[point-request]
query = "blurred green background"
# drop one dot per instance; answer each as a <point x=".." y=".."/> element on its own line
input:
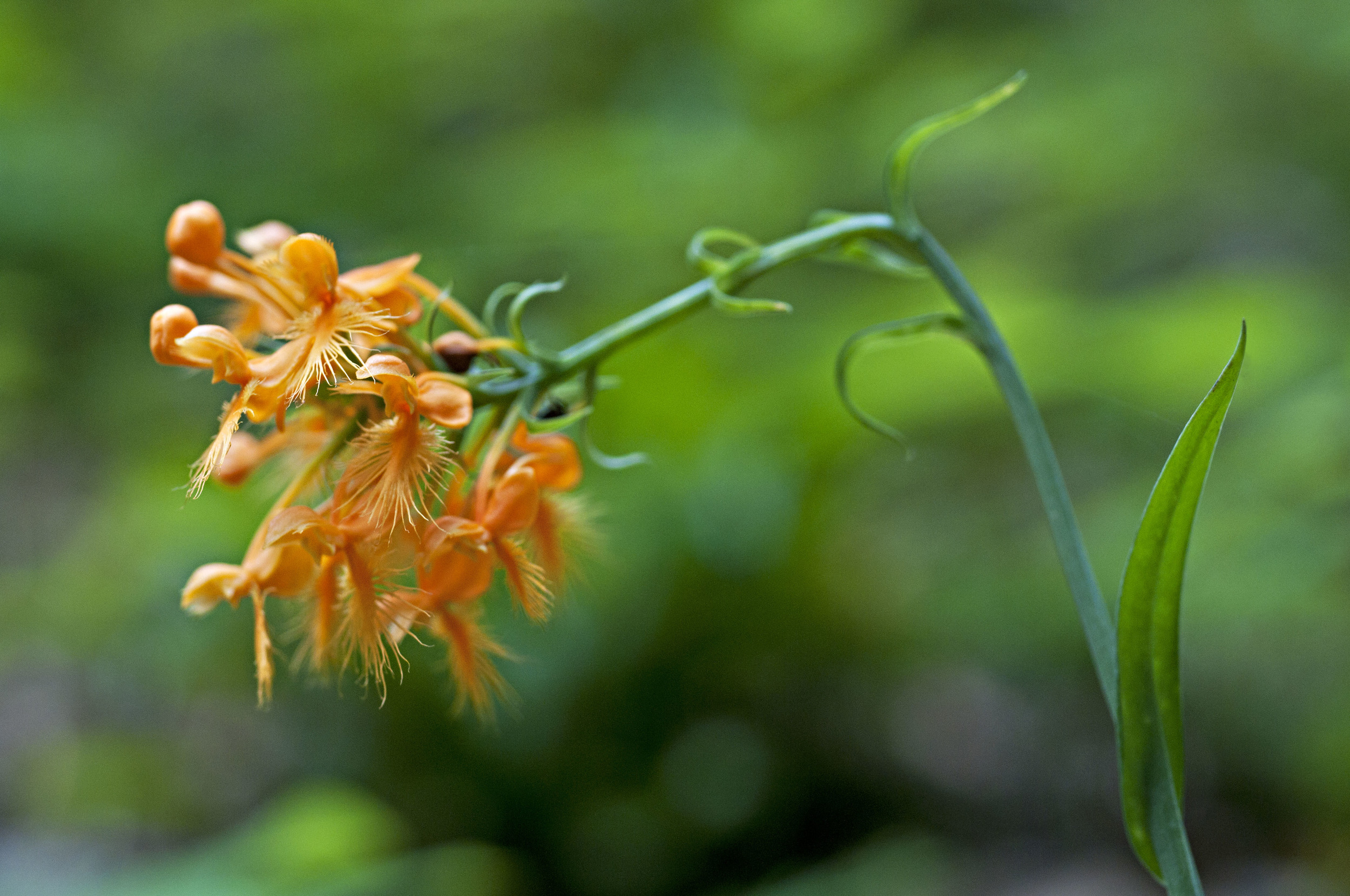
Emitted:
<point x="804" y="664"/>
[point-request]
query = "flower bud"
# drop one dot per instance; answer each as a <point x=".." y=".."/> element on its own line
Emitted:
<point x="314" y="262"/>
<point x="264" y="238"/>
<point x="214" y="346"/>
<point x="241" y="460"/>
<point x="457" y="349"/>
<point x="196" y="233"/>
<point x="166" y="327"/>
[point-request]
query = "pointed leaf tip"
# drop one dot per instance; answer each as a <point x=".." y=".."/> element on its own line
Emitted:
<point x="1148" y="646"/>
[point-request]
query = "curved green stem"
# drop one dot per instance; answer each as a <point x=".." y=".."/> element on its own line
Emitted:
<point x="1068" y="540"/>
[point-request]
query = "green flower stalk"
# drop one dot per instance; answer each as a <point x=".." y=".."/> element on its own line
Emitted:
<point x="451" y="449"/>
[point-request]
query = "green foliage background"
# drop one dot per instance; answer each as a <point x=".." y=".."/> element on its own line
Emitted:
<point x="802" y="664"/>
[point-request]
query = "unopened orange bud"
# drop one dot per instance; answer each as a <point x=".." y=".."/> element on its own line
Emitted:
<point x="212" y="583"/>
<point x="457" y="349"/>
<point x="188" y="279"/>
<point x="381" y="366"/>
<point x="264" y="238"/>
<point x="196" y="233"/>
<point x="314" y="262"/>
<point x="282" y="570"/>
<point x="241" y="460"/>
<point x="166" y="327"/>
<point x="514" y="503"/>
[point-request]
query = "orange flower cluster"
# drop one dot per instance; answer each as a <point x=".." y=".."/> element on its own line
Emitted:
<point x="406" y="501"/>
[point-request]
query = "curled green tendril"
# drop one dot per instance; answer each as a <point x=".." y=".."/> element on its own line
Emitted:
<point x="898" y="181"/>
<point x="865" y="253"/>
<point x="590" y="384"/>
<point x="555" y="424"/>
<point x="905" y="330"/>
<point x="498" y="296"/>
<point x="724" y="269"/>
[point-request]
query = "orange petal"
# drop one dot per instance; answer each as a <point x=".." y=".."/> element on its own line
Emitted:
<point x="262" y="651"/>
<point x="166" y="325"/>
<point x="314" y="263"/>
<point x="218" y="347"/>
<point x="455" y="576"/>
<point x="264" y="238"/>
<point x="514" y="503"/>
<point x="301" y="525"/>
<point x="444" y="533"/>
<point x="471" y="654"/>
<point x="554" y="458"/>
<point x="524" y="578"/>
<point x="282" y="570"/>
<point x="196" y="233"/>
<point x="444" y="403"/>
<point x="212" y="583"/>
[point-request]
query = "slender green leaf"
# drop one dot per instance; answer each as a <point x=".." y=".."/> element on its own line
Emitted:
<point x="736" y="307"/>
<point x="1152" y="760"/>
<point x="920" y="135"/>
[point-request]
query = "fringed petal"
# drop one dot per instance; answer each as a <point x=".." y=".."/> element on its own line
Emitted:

==

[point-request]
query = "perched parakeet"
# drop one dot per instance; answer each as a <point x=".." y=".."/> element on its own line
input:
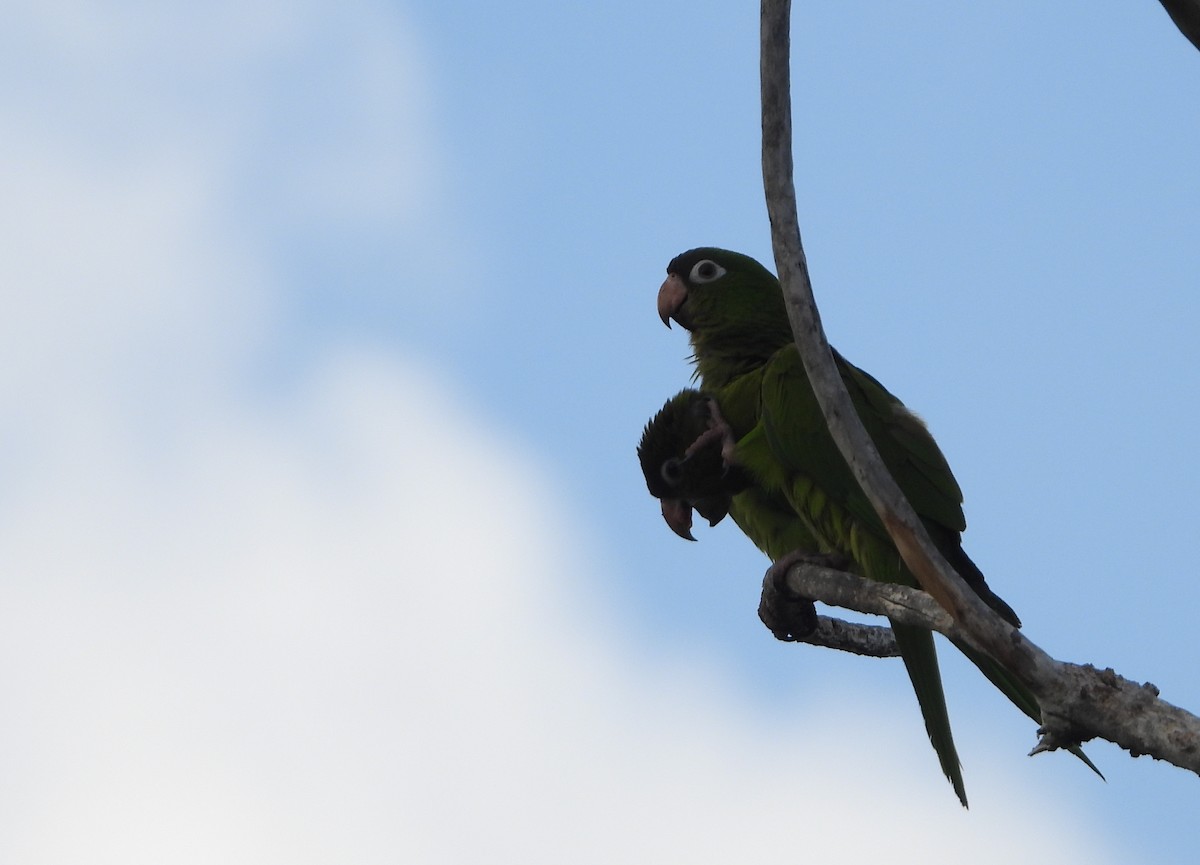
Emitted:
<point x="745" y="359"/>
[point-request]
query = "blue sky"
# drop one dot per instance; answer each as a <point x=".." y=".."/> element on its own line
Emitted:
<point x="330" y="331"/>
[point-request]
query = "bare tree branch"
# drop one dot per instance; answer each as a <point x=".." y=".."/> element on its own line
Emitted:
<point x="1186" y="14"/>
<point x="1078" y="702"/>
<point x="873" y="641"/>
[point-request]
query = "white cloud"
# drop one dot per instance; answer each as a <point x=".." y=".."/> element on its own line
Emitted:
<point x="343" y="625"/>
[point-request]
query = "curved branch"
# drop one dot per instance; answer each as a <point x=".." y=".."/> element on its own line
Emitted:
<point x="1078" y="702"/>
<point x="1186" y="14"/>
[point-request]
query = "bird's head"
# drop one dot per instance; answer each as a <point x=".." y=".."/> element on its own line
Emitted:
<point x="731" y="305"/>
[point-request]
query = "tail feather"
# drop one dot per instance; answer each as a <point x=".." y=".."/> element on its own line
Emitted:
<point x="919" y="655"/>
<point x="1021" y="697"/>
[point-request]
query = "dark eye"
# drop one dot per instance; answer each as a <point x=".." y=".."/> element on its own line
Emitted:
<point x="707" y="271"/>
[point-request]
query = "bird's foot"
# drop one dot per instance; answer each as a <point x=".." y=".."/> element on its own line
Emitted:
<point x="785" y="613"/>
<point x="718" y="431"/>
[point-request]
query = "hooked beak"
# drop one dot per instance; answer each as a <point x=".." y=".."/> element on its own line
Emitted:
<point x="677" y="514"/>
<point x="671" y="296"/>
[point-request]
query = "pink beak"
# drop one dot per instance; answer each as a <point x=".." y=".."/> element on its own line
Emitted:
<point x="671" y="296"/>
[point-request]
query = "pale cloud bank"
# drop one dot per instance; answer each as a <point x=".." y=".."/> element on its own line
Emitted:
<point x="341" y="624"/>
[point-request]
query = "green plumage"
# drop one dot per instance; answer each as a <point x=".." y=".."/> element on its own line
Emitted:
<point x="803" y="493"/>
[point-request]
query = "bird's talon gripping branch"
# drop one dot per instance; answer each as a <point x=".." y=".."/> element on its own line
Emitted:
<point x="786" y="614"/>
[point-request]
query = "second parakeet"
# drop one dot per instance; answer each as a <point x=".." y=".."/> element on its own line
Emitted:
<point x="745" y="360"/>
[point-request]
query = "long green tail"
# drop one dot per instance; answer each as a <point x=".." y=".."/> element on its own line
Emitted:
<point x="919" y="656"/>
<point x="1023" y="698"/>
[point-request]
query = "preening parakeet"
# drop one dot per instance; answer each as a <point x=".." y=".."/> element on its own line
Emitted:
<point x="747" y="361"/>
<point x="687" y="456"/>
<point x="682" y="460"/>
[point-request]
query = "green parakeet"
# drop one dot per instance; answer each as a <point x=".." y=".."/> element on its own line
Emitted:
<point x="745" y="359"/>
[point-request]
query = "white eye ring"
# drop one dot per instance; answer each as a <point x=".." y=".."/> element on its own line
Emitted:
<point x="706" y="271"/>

_WRITTEN PROBLEM_: From the listing above, pick out each line that contains the word "bird" and copy those lines out.

_SOLUTION TO THIS EXERCISE_:
query = "bird's head"
query = "bird's foot"
query = "bird's talon gripping branch"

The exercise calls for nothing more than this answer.